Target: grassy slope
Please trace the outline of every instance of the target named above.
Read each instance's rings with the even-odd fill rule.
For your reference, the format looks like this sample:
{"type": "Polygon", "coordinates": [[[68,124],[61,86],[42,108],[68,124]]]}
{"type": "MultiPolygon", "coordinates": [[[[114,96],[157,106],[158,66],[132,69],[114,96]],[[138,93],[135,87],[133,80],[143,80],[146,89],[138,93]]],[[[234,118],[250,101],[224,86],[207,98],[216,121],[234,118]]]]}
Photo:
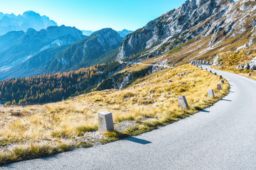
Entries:
{"type": "Polygon", "coordinates": [[[240,64],[245,65],[256,57],[255,50],[244,50],[239,52],[227,52],[219,55],[218,62],[221,62],[220,67],[215,67],[216,69],[230,72],[242,76],[248,76],[249,74],[252,75],[249,78],[256,79],[256,72],[251,69],[236,69],[240,64]]]}
{"type": "Polygon", "coordinates": [[[149,74],[122,91],[95,91],[58,103],[3,108],[0,164],[113,141],[178,121],[227,94],[227,81],[223,91],[216,89],[219,83],[218,76],[186,64],[149,74]],[[182,72],[188,74],[180,77],[182,72]],[[172,82],[167,84],[169,79],[172,82]],[[214,89],[216,98],[207,98],[208,89],[214,89]],[[181,95],[186,96],[189,109],[178,108],[177,96],[181,95]],[[97,113],[103,110],[113,113],[116,131],[95,132],[97,113]],[[120,130],[124,123],[131,125],[120,130]],[[100,137],[91,137],[92,134],[100,137]]]}

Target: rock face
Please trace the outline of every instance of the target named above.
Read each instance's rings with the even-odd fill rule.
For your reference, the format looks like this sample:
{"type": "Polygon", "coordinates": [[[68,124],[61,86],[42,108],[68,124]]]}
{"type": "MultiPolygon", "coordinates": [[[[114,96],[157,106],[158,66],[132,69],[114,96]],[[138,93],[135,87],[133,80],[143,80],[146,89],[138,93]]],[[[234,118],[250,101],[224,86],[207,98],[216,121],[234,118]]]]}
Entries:
{"type": "MultiPolygon", "coordinates": [[[[199,54],[202,55],[213,50],[227,38],[249,32],[253,34],[256,26],[254,1],[188,0],[180,8],[167,12],[128,35],[121,45],[117,59],[122,60],[134,55],[137,58],[154,57],[191,39],[207,37],[208,41],[203,45],[207,44],[208,47],[199,54]],[[247,20],[249,18],[250,20],[247,20]],[[247,24],[252,27],[247,27],[247,24]]],[[[254,42],[254,38],[248,38],[245,46],[251,47],[254,42]]]]}
{"type": "Polygon", "coordinates": [[[50,26],[40,31],[29,28],[26,33],[9,33],[0,36],[0,72],[28,60],[37,52],[71,44],[85,37],[82,31],[65,26],[50,26]]]}
{"type": "Polygon", "coordinates": [[[117,31],[111,28],[102,29],[56,54],[45,67],[48,68],[47,72],[58,72],[88,67],[107,57],[107,53],[114,55],[121,42],[117,31]]]}
{"type": "MultiPolygon", "coordinates": [[[[69,30],[68,28],[61,27],[63,28],[60,29],[50,27],[43,30],[43,33],[48,33],[43,34],[43,38],[40,42],[43,44],[44,41],[48,42],[45,40],[51,40],[49,41],[50,43],[48,42],[48,45],[43,47],[41,46],[37,50],[38,52],[21,63],[13,66],[11,69],[2,71],[0,79],[68,72],[107,62],[111,58],[116,57],[122,42],[117,32],[106,28],[95,32],[90,37],[85,37],[76,28],[70,28],[72,29],[69,30]],[[65,35],[65,33],[70,34],[65,35]],[[58,38],[57,35],[62,35],[58,38]],[[85,38],[82,39],[82,38],[85,38]]],[[[35,38],[41,38],[39,33],[33,30],[29,31],[34,32],[33,35],[35,38]]],[[[30,45],[29,43],[28,45],[30,45]]],[[[28,52],[31,50],[28,50],[28,52]]]]}
{"type": "Polygon", "coordinates": [[[128,30],[127,29],[117,31],[117,33],[120,35],[120,37],[123,39],[125,38],[126,35],[132,33],[132,32],[133,32],[132,30],[128,30]]]}
{"type": "Polygon", "coordinates": [[[58,25],[48,17],[31,11],[24,12],[21,16],[0,13],[0,35],[12,30],[26,32],[30,28],[40,30],[53,26],[58,25]]]}

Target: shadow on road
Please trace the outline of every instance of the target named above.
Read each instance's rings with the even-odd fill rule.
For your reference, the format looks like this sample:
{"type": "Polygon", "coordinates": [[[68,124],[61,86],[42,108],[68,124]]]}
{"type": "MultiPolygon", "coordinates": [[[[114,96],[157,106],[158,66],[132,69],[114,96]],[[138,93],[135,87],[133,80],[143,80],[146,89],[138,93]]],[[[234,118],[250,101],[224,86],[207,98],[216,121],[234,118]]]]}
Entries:
{"type": "Polygon", "coordinates": [[[134,137],[130,137],[128,138],[124,139],[125,140],[128,140],[128,141],[131,141],[135,143],[139,143],[142,144],[151,144],[152,143],[151,142],[147,141],[147,140],[142,140],[142,139],[139,139],[134,137]]]}
{"type": "Polygon", "coordinates": [[[221,101],[232,101],[230,100],[227,100],[227,99],[221,99],[221,101]]]}

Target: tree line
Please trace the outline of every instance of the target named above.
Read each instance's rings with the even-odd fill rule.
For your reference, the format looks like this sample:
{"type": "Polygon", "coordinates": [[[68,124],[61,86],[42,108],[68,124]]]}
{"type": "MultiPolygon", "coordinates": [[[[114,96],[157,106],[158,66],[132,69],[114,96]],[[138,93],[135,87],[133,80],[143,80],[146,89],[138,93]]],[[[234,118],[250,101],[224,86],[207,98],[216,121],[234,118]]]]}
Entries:
{"type": "Polygon", "coordinates": [[[0,101],[8,105],[29,105],[61,101],[102,81],[98,69],[105,64],[64,73],[43,74],[0,81],[0,101]]]}

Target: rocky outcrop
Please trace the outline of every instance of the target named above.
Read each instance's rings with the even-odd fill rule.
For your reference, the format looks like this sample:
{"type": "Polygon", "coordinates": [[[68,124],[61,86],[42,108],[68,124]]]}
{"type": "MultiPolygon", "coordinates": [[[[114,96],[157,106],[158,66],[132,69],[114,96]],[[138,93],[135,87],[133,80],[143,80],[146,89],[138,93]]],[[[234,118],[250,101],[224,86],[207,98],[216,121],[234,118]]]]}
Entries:
{"type": "Polygon", "coordinates": [[[41,16],[34,11],[24,12],[23,15],[16,16],[0,13],[0,35],[13,30],[26,32],[30,28],[36,30],[46,29],[49,26],[58,26],[55,22],[46,16],[41,16]]]}
{"type": "Polygon", "coordinates": [[[121,42],[117,31],[111,28],[102,29],[57,53],[46,63],[45,69],[47,72],[58,72],[97,64],[100,63],[100,60],[114,55],[116,51],[113,50],[117,50],[121,42]]]}
{"type": "MultiPolygon", "coordinates": [[[[228,10],[233,1],[186,1],[180,8],[172,10],[150,21],[143,28],[129,35],[122,42],[117,60],[122,60],[150,49],[159,43],[181,45],[204,32],[203,36],[216,34],[223,30],[224,23],[216,23],[228,10]],[[208,22],[204,22],[210,18],[208,22]]],[[[227,30],[228,33],[230,30],[227,30]]],[[[160,45],[161,46],[161,45],[160,45]]]]}
{"type": "Polygon", "coordinates": [[[49,48],[72,44],[85,38],[82,31],[65,26],[50,26],[36,31],[14,31],[0,36],[0,72],[26,61],[49,48]],[[10,42],[10,40],[17,38],[10,42]]]}
{"type": "Polygon", "coordinates": [[[250,62],[250,69],[256,69],[256,57],[250,62]]]}

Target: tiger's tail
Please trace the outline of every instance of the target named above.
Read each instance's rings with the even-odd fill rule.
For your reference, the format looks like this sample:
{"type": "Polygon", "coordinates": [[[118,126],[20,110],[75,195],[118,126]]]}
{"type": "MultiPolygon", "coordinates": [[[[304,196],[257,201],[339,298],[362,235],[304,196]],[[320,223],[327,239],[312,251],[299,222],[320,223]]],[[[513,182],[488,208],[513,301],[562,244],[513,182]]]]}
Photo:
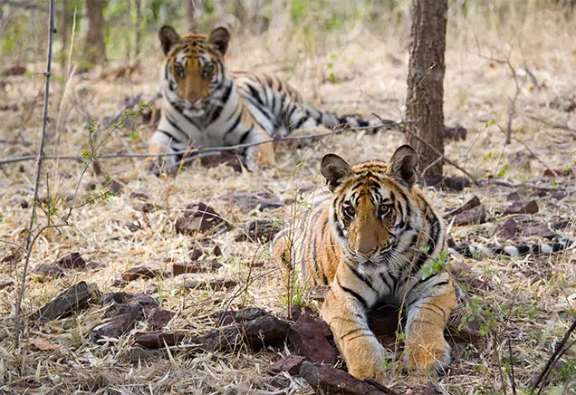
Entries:
{"type": "Polygon", "coordinates": [[[448,248],[448,254],[455,256],[467,258],[481,258],[484,256],[525,256],[542,255],[559,253],[568,249],[573,245],[573,241],[565,236],[558,236],[548,244],[520,245],[520,246],[460,246],[448,248]]]}

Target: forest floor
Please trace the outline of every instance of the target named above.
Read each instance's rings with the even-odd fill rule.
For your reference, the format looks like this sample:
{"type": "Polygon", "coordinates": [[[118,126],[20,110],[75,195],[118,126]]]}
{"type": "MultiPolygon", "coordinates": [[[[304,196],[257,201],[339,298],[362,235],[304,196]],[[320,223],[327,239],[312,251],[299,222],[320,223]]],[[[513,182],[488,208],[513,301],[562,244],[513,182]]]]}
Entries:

#####

BRIEF: Can you rewrite the lines from the one containing "Target: forest floor" up to and including the last line of the entries, swapping "even-odd" for "nonzero" and leaving everything else as it is?

THE ANSWER:
Target: forest floor
Please trace the outline of every instance of the target named above.
Read each instance's rings with the nonzero fill rule.
For your reference, the format looks like this sample:
{"type": "Polygon", "coordinates": [[[118,126],[20,110],[75,195],[118,126]]]}
{"type": "MultiPolygon", "coordinates": [[[[304,196],[257,201],[339,298],[362,235],[304,196]],[[320,223],[327,239],[312,251],[299,222],[320,223]]],[[[513,182],[488,208],[513,301],[562,244],[513,182]]]]}
Entries:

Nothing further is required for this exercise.